# Exercise
Go through the records underneath and write each one out again exactly.

# Source data
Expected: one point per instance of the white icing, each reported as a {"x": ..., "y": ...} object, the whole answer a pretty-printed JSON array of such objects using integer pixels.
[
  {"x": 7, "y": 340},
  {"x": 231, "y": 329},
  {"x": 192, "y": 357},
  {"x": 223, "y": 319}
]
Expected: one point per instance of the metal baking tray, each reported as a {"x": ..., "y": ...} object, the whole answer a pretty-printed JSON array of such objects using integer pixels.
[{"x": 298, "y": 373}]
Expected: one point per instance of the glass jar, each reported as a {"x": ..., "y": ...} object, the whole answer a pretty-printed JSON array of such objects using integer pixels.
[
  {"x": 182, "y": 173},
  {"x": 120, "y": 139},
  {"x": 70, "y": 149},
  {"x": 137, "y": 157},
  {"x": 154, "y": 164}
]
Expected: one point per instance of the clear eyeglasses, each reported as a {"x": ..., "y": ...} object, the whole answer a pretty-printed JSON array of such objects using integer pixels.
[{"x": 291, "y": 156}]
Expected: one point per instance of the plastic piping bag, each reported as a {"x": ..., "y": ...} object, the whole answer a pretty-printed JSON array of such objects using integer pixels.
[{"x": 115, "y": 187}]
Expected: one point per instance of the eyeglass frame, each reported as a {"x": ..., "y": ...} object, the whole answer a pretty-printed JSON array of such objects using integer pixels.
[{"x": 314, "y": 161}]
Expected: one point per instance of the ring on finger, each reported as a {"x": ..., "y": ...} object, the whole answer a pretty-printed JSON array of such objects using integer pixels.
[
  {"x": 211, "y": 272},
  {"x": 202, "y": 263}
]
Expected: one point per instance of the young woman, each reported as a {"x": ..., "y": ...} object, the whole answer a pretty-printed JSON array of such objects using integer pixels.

# Answer box
Expected: one point per instance of the white icing, each reported as a {"x": ..., "y": ...} object, the whole answer a pretty-printed JSON array of such objects using integer pixels.
[
  {"x": 7, "y": 340},
  {"x": 231, "y": 329},
  {"x": 192, "y": 357},
  {"x": 223, "y": 319}
]
Expected: one point per instance of the metal baking tray, each reported as a {"x": ..., "y": ...} object, the whole answer a pretty-printed JSON array of such objects using integer pixels.
[{"x": 298, "y": 373}]
Expected: one point per instance of the glass jar, each reported as a {"x": ..., "y": ...} object, the whole answer a pretty-printed JSON array of such objects using integer pixels.
[
  {"x": 182, "y": 173},
  {"x": 120, "y": 139},
  {"x": 70, "y": 149},
  {"x": 137, "y": 157},
  {"x": 154, "y": 164}
]
Expected: one point per instance of the clear eyeglasses, each reported as a {"x": ..., "y": ...} object, the whole answer a pretty-printed JSON array of such objects using integer pixels.
[{"x": 291, "y": 156}]
Expected: one point per instance of the plastic piping bag, each reported as a {"x": ..., "y": ...} object, the whole answer a pretty-printed JSON array of such objects using integer pixels.
[{"x": 115, "y": 187}]
Expected: one point per instance of the eyeglass frame, each reported as a {"x": ..., "y": ...} object, the whole answer a pretty-printed JSON array of such objects using integer pixels.
[{"x": 314, "y": 161}]
Expected: one point per instance of the ring on finger, each reported as a {"x": ..., "y": ...} object, the whole answer a pretty-printed JSON array of such objects using integer pixels.
[
  {"x": 211, "y": 272},
  {"x": 202, "y": 263}
]
Expected: one point per instance of the young woman, each reported as a {"x": ..., "y": ...} object, the whole answer a pretty-printed JSON array of such objects using integer pixels.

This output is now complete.